-- SOURCE EXTRACT --
— start —

IDS mailing list archives

RE: True definition of Intrusion Prevention


From: "Bohling James CONT JBC" <james.bohling () JBC JFCOM MIL>
Date: Fri, 2 Jan 2004 15:08:02 -0500


I am sorry, but I do not agree with your position on prevention and
blocking.  

Yes you are correct that 
--"preventing an attack means that action has been taken to keep the
attack from happening and/or an attack is */prevented/* if it doesn't or
can't happen"--  

However, look at what the term is semantically described: "Intrusion
Prevention" -- It is not Attack Prevention.

An attack is the action taken to attempt an intrusion; the intrusion is
the post-attack goal.  So if we look at that "chicken and egg scenario"
intrusion prevention can happen by blocking an attacker via IP,
application, port, protocol, etc.

That was my comment; this is my $.02 USD  : )

— end —

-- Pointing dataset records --
— start —

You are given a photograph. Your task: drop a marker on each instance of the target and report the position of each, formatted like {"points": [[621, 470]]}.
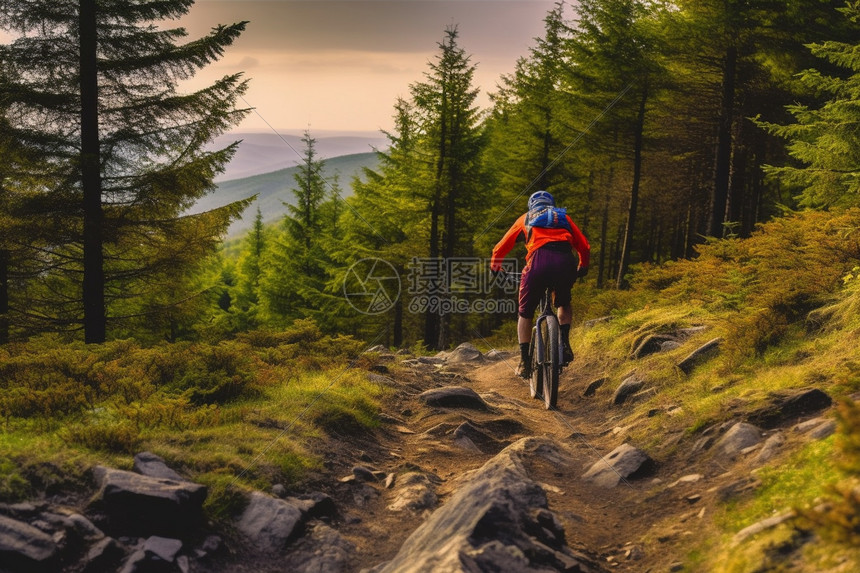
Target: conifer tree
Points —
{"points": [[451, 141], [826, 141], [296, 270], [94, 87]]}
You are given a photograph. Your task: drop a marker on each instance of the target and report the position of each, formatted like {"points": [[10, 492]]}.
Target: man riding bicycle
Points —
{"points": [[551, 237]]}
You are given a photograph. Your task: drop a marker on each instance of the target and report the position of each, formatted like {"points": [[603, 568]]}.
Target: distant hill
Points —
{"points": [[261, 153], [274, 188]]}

— end —

-- WHAT TO DO --
A: Based on the mailing list post, do these statements agree with it? (i) The writer accepts that an attack is prevented if it doesn't or can't happen. (ii) The writer calls the intrusion the goal that comes after the attack. (iii) The writer holds that blocking an attacker by port cannot achieve intrusion prevention. For each, answer yes or no and quote the deciding words.
B: Extend the mailing list post past its final line.

-- TASK-BY-TASK RESULTS --
A:
(i) Yes: "Yes you are correct that"
(ii) Yes: "the intrusion is the post-attack goal"
(iii) No: "intrusion prevention can happen by blocking an attacker via IP, application, port, protocol, etc."

B:
Yes, marketers (vendors) usually have an advantage with naming
conventions but so what; if customer (A) wants an intrusion blocking
device and customer (B) wants an intrusion prevention device then give
it to them.  We all know what the market is wanting in the IPS arena;
whether it is cohesive and/or Websters defined is not all that
important.  The IPS market wants more control over the IDS and more
active protection from the IDS in the form of blocking, reporting,
logging, dynamic scanning for IA Vulnerability, anomaly detection, and
etc.  This, even though not Websters certified, tells me that a marketer
(vendor) wants to sell this bundled and added functionality to the IDS
as an Intrusion Prevention Solution and in the same deck wants us
(security professionals) to design, code, QA, and implement it.  You are
never going to beat a top salesman in the sales dept. It's not what we
do.




ED, Joe, Paul,
        Just wanted to include you in on a discussion I have been
monitoring for a week or two on Security Focus.
Thank You,
James T. Bohling
Network Security Engineer - JBC CoE
(W) 757-638.4032
Web: www.jbc.jfcom.mil
This email was produced and manufactured in America, and is a
one-of-a-kind original.




-----Original Message-----
From: George Capehart [mailto:gwc () acm org] 
Sent: Tuesday, December 30, 2003 6:03 PM
To: Gary Flynn
Cc: focus-ids () securityfocus com
Subject: Re: True definition of Intrusion Prevention

On Tuesday 30 December 2003 08:05 am, Gary Flynn wrote:
Teicher, Mark (Mark) wrote:
What is the difference between Intrusion Detection, Intrusion
Prevention at the high level.

Having the ability to block a detected attack instead of just
reporting on it.

That's not intrusion *prevention*, it's intrusion *blocking*.  ;-)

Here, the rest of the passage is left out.